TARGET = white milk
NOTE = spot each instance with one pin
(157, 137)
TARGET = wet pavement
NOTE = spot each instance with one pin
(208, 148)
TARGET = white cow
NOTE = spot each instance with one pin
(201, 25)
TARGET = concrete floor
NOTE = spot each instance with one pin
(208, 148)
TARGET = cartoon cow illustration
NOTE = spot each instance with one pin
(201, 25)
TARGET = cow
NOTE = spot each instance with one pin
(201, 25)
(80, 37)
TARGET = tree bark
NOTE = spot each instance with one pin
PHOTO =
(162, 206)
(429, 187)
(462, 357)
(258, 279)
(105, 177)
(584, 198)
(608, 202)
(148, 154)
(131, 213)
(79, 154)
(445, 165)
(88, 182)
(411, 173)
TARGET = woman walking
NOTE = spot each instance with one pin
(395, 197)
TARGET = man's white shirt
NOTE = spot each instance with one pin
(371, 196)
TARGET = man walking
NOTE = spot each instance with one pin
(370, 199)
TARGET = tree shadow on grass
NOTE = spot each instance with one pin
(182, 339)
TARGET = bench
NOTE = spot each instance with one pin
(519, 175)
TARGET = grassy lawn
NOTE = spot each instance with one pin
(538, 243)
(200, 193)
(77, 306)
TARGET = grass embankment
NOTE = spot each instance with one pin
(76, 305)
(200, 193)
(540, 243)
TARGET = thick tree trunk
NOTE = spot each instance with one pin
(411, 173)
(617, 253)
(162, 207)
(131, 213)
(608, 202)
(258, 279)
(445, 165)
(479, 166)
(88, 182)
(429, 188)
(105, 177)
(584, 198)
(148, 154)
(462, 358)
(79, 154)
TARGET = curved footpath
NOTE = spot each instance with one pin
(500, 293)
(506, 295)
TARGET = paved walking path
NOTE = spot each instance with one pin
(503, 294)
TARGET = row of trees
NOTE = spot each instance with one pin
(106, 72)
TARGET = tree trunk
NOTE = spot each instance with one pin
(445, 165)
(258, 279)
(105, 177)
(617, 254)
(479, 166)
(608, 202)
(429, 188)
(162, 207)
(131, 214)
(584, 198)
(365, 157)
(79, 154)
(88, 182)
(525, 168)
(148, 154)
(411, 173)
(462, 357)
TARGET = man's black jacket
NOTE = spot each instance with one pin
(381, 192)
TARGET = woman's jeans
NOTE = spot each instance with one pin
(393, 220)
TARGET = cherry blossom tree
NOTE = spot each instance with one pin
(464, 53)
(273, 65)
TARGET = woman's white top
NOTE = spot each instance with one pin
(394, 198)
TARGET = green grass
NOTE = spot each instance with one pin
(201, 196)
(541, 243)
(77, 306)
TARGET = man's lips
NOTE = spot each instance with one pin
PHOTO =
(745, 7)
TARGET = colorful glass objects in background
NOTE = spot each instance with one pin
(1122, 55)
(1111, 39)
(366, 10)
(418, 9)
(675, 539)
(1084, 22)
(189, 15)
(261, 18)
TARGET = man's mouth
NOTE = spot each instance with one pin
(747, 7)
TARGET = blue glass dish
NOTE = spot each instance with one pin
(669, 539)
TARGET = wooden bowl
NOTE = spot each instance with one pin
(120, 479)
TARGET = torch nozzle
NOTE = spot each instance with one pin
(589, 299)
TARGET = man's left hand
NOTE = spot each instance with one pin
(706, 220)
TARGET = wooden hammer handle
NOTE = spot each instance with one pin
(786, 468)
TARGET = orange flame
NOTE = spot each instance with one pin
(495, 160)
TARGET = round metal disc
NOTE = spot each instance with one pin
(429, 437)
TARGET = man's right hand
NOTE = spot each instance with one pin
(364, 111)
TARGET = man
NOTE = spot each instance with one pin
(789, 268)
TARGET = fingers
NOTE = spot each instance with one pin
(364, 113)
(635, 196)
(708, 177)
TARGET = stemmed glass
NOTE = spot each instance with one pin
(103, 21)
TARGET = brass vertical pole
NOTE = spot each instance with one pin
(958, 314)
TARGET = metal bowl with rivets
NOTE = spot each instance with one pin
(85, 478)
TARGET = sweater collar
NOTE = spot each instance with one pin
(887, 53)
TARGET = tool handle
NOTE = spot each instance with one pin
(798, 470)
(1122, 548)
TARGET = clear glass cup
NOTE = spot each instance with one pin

> [The problem]:
Extract every record. Keep wording exact.

> [Solved problem]:
TARGET = white milk
NOTE = spot each instance with one pin
(157, 137)
TARGET = wet pavement
NOTE = spot each instance with one pin
(208, 148)
TARGET = white cow
NOTE = spot each instance with one pin
(201, 25)
TARGET = concrete floor
NOTE = spot each instance with one pin
(208, 148)
TARGET = cartoon cow illustration
NOTE = spot each instance with one pin
(201, 25)
TARGET = cow
NOTE = spot each instance with one pin
(201, 25)
(80, 37)
TARGET = tree bark
NOTE = spot each instance with one pin
PHOTO =
(162, 206)
(429, 187)
(462, 357)
(258, 279)
(105, 177)
(584, 198)
(608, 202)
(148, 154)
(131, 213)
(79, 154)
(445, 165)
(88, 182)
(411, 173)
TARGET = woman walking
NOTE = spot each instance with one pin
(395, 197)
TARGET = man's white shirt
NOTE = spot each instance with one pin
(371, 196)
TARGET = man walking
NOTE = spot each instance with one pin
(370, 199)
TARGET = tree shadow on grass
NOTE = spot each instance with one pin
(182, 339)
TARGET = bench
NOTE = spot each instance with one pin
(519, 175)
TARGET = grassy lawn
NOTE = spot each instance with one pin
(538, 243)
(200, 193)
(77, 306)
TARGET = grass embankment
NOTE = spot each instance with one pin
(76, 305)
(200, 193)
(540, 243)
TARGET = thick tree trunk
NOTE = spot each instance with one pin
(411, 173)
(617, 253)
(162, 207)
(131, 213)
(608, 202)
(258, 279)
(445, 165)
(479, 166)
(88, 182)
(429, 188)
(105, 177)
(584, 198)
(148, 154)
(462, 358)
(79, 154)
TARGET = curved footpath
NOTE = spot each instance with one pin
(500, 293)
(506, 295)
TARGET = paved walking path
NOTE = spot each instance with one pin
(503, 294)
TARGET = row of trees
NOTE = spot each instance with one pin
(106, 72)
TARGET = tree trunk
NOTE = spot each instance with one pin
(445, 165)
(258, 279)
(105, 177)
(617, 254)
(479, 166)
(608, 202)
(429, 188)
(162, 207)
(131, 214)
(584, 198)
(365, 157)
(79, 154)
(88, 182)
(525, 168)
(148, 154)
(411, 173)
(462, 357)
TARGET = man's black jacket
NOTE = spot each instance with one pin
(381, 192)
TARGET = woman's jeans
NOTE = spot each instance with one pin
(393, 220)
TARGET = cherry blossom tree
NOTE = spot each instance with one pin
(464, 53)
(273, 65)
TARGET = woman's white top
NOTE = spot each instance with one pin
(394, 198)
TARGET = green grass
NOTE = spot each instance with one pin
(201, 196)
(541, 243)
(77, 306)
TARGET = man's lips
NOTE = spot each instance with one pin
PHOTO =
(745, 7)
TARGET = colorful glass objects in background
NOTE = spot each instance with one pin
(1122, 55)
(1111, 39)
(366, 10)
(418, 9)
(675, 539)
(1084, 22)
(189, 15)
(261, 18)
TARGET = man's mouth
NOTE = spot each instance with one pin
(747, 7)
TARGET = blue glass dish
NOTE = spot each instance with one pin
(669, 539)
TARGET = wooden bowl
NOTE = spot each instance with one pin
(120, 479)
TARGET = torch nozzle
NOTE = spot each instance with one pin
(589, 299)
TARGET = man's left hand
NOTE = spot each instance with one pin
(706, 220)
TARGET = wooden hammer handle
NOTE = spot each instance with one pin
(786, 468)
TARGET = orange flame
NOTE = spot each instance with one pin
(495, 160)
TARGET = round metal disc
NOTE = spot each instance with one pin
(429, 437)
TARGET = man's right hand
NOTE = spot each instance with one pin
(364, 111)
TARGET = man
NOTE = spot each instance with one pin
(789, 268)
TARGET = fingers
NOTE = spot each instance with one pin
(364, 113)
(635, 196)
(708, 177)
TARGET = stemmed glass
NOTE = spot each instance with one pin
(103, 21)
TARGET = brass vertical pole
NOTE = spot each instance with one pin
(958, 314)
TARGET = metal bowl with rivets
NOTE = spot each instance with one pin
(85, 478)
TARGET = sweater collar
NOTE = spot each instance with one pin
(887, 53)
TARGET = tool handle
NOTE = spot each instance with one pin
(798, 470)
(1122, 548)
TARGET = clear glass cup
NOTE = spot each instance with one pin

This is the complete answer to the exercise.